* WHAT TO PRODUCE
Could you copy out every one of the lines below word for word, leaving the pictures out of your answer?

* INPUT MATERIAL
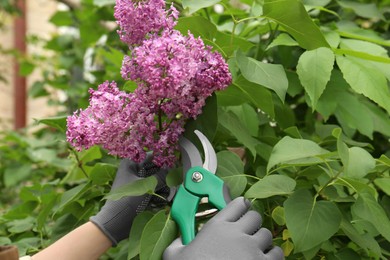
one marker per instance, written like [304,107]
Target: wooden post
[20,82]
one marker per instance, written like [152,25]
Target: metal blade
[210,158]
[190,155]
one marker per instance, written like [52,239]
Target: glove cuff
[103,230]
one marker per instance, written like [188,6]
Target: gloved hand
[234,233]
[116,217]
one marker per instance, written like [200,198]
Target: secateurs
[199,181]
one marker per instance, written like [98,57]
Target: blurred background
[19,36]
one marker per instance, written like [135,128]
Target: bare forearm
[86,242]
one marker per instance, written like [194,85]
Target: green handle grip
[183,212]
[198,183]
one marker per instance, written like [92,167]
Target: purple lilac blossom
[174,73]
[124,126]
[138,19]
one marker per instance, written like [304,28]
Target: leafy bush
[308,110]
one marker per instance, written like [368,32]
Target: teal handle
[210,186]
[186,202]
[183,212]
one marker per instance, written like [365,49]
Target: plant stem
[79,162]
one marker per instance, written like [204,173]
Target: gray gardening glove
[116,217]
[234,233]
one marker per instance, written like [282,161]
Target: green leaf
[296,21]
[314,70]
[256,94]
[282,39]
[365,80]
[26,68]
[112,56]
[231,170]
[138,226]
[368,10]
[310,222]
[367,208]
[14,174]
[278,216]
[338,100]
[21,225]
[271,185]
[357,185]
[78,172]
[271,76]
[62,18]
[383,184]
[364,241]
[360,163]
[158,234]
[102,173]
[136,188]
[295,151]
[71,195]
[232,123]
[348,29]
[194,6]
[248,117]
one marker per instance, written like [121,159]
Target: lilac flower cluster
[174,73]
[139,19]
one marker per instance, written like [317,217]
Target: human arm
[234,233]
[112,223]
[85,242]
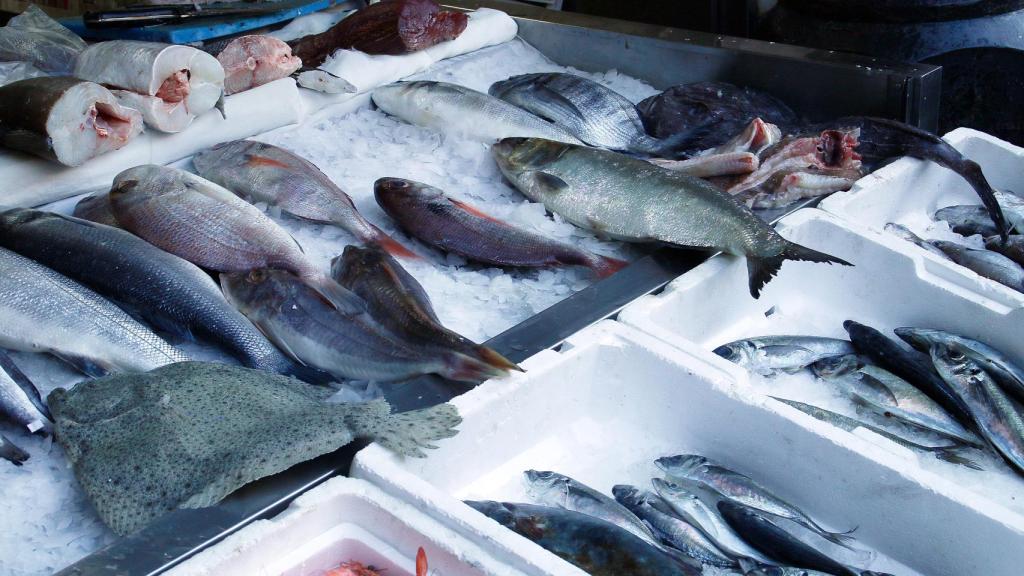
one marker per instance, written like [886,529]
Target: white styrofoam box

* FULL SOLUTION
one marker per instance, written like [304,107]
Target: wooden post
[20,82]
one marker per instance, written like [152,25]
Target: metal blade
[210,158]
[190,155]
one marker per instance, written like [52,239]
Target: glove cuff
[103,230]
one marker per instance, written like [188,6]
Target: gloved hand
[234,233]
[116,217]
one marker per instance, written like [200,198]
Target: secateurs
[199,181]
one marker per instance, written like [98,57]
Target: blurred background
[19,36]
one marker per instance, written like [135,128]
Target: bare forearm
[86,242]
one marker per instance, written like [194,85]
Target: green handle grip
[183,212]
[198,183]
one marker per instance, written like [92,167]
Target: purple lilac blossom
[174,73]
[124,126]
[138,19]
one marker per instance, written like [304,28]
Target: leafy bush
[308,110]
one marker per instance, written like [368,32]
Target: teal handle
[210,186]
[186,202]
[183,212]
one marker per instance, written like [365,49]
Target: plant stem
[79,162]
one marker per instance, written like [204,173]
Target: gray gardening glove
[116,217]
[234,233]
one marker per instance, written like [282,161]
Target: green leaf
[296,21]
[314,70]
[256,94]
[282,39]
[365,80]
[26,68]
[112,56]
[231,170]
[138,226]
[368,10]
[310,222]
[367,208]
[14,174]
[278,216]
[338,100]
[21,225]
[271,185]
[357,185]
[78,172]
[271,76]
[62,18]
[383,184]
[364,241]
[360,163]
[158,234]
[102,173]
[136,188]
[295,151]
[71,195]
[232,123]
[348,29]
[194,6]
[248,117]
one marker per instance, written like [121,159]
Target: lilac flower cluster
[174,73]
[139,19]
one marker per instance, written like [317,217]
Target: human arm
[234,233]
[112,223]
[85,242]
one marker per instance, written like [886,529]
Target: white styrofoam box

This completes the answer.